### Request
Put every line of the data below into a numbered list, leaving out any blank lines.

-- Start --

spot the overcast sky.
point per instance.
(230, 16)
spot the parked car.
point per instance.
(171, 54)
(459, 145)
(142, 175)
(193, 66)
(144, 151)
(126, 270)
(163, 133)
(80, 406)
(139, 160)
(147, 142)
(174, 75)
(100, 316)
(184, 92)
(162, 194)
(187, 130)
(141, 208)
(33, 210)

-- End --

### Solved exercise
1. spot the overcast sky.
2. point per instance.
3. (230, 16)
4. spot the parked car.
5. point per instance.
6. (171, 54)
7. (459, 145)
8. (142, 175)
9. (193, 66)
10. (144, 151)
11. (126, 270)
12. (163, 133)
13. (80, 406)
14. (139, 160)
15. (147, 142)
16. (174, 75)
17. (100, 316)
18. (184, 92)
19. (162, 194)
20. (187, 130)
21. (141, 208)
22. (33, 210)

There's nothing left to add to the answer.